I agree, but I think this means he has to keep advancing the issue. The more he does so, the more it will divide the Democrats. Plus Nixon was a very savvy politician: in 1956 Eisenhower got a huge black turnout. The combination of an issue that might win new voters while simultaneous acting to drive a wedge in the Democrats may prove quite tempting. However, 1960s Nixon may have the room to allow his personal prejudice to influence his stance (though not his rhetoric).
It's hard to know. OTL Nixon saw his job as managing the decline of American power. Domestically he just did whatever in order to win (Nixon was more liberal than Clinton, say, let alone the current Republican Party) and he saw an oppourtunity to lock the South up.
I imagine his main 1964 goal is to really transition the South to the Republicans, but he also would like to drive down Democratic black support outside the South (inside it doesn't matter, and Southern blacks will understand Nixon's appeal to racist southerners).
Some kind of civil rights that seems impressive but actually doesn't matter? Voting rights, for instance, in the South doesn't matter because it just drives white turn-out high enough to drown out the minority black Democratic vote.
Even better Congress is probably Democratic so Nixon can take credit for it the North, and rail against it in the South.
He gets some northern blacks (though Goldwater won't, in '68), the South, and probably a pretty impressive '64 victory.
It also, of course, screws the Democrats over big-time.
I must not be following. Are you saying that if Wallace runs as an third party, the Democrats do better? I'd say it depends on the Midwest and California, the latter helped Nixon to win and the former is where Wallace's American Party had the biggest spoiler effect. Without the Vietnam war however, the Democrats may have enough of a latent following of farmers + unionmen to pull it off.
Look at this way. In OTL 1968 all of Wallace's voters were Nixon voters, basically, even though they probably called themselves Democratic voters. (In fact Nixon ended up sort of bribing Wallace to run in the '72 Democratic Primaries, instead of as a third party candidate…*if I recall correctly.) In the ATL most of Wallace's voters would otherwise be Goldwater voters.

* **Records**
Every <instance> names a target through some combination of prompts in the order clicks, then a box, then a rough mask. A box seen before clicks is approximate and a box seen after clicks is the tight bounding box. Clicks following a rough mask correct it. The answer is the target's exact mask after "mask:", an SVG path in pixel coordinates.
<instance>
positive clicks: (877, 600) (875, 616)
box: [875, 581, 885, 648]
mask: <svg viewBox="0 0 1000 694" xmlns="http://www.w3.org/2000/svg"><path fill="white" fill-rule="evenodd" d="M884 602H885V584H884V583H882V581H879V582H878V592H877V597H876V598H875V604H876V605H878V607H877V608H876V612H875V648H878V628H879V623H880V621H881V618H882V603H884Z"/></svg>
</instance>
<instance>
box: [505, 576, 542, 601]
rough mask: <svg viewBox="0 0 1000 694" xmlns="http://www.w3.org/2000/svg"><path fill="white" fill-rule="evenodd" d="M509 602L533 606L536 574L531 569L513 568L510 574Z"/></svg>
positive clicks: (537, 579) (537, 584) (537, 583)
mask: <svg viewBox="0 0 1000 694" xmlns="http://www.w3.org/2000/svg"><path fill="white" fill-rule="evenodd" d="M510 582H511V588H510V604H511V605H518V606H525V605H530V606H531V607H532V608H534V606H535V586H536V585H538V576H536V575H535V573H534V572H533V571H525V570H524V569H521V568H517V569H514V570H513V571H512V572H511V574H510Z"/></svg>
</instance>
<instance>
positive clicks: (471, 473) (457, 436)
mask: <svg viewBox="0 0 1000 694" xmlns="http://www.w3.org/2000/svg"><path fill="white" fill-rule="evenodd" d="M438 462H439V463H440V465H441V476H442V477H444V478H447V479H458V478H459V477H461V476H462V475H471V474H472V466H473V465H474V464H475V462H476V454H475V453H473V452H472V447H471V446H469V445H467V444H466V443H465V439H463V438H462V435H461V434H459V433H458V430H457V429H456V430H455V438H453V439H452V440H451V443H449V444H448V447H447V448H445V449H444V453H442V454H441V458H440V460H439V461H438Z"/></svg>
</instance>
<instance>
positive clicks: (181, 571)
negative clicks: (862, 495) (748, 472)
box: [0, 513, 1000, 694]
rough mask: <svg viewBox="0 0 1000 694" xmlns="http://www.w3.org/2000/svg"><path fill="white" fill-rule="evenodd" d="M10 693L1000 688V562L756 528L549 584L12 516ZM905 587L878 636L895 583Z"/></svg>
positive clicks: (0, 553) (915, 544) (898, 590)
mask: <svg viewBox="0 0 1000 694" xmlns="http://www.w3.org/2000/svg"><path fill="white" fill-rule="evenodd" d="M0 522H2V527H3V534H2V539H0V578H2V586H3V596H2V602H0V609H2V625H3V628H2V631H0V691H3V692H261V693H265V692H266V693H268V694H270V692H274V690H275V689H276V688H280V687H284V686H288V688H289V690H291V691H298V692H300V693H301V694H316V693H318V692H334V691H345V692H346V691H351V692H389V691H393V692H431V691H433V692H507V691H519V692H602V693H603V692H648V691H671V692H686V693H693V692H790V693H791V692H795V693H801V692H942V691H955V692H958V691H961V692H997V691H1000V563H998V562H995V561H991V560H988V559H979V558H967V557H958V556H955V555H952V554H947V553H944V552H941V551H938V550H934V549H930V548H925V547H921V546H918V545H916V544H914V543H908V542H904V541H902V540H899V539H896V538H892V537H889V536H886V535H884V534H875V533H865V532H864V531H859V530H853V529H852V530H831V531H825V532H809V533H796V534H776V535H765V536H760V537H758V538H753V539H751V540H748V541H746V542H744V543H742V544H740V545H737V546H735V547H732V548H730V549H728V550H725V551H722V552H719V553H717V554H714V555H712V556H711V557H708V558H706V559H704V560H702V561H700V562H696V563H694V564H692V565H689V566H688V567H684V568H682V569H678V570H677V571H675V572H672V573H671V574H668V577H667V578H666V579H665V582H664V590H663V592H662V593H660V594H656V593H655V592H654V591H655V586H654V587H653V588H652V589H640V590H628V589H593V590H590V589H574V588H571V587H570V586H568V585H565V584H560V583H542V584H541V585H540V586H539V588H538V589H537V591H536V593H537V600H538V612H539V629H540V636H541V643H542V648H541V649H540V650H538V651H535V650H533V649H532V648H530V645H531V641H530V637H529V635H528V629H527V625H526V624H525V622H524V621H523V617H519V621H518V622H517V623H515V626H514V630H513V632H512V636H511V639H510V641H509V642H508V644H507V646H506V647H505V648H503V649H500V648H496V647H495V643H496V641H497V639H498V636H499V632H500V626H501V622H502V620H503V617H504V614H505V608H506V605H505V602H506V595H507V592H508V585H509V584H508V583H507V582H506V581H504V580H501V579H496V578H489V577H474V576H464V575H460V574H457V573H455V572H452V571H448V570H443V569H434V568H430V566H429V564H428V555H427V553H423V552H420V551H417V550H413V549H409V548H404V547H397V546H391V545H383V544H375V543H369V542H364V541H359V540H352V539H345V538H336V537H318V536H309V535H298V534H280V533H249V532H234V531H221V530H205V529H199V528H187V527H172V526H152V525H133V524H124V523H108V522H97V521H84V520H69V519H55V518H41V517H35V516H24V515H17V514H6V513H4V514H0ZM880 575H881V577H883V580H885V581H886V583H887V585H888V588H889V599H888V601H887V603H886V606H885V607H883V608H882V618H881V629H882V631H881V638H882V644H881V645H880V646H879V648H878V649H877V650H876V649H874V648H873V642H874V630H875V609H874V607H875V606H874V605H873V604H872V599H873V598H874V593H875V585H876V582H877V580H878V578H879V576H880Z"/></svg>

* **Exercises**
1. Using the discussion of Nixon, say whether each statement agrees with it: (a) Eisenhower got a large black turnout in 1956; (b) Nixon was more conservative than Clinton; (c) in OTL 1968, Wallace's voters were basically Goldwater voters. Answer yes or no for each and quote the deciding words.
2. Report each line of the records that contains the word "rough".

* **Answers to the problems**
1.
(a) Yes: "in 1956 Eisenhower got a huge black turnout"
(b) No: "Nixon was more liberal than Clinton, say, let alone the current Republican Party"
(c) No: "In OTL 1968 all of Wallace's voters were Nixon voters, basically"

2.
Every <instance> names a target through some combination of prompts in the order clicks, then a box, then a rough mask. A box seen before clicks is approximate and a box seen after clicks is the tight bounding box. Clicks following a rough mask correct it. The answer is the target's exact mask after "mask:", an SVG path in pixel coordinates.
rough mask: <svg viewBox="0 0 1000 694" xmlns="http://www.w3.org/2000/svg"><path fill="white" fill-rule="evenodd" d="M509 602L533 606L536 574L531 569L513 568L510 574Z"/></svg>
rough mask: <svg viewBox="0 0 1000 694" xmlns="http://www.w3.org/2000/svg"><path fill="white" fill-rule="evenodd" d="M10 693L1000 688V562L756 528L549 584L12 516ZM905 587L878 636L895 583Z"/></svg>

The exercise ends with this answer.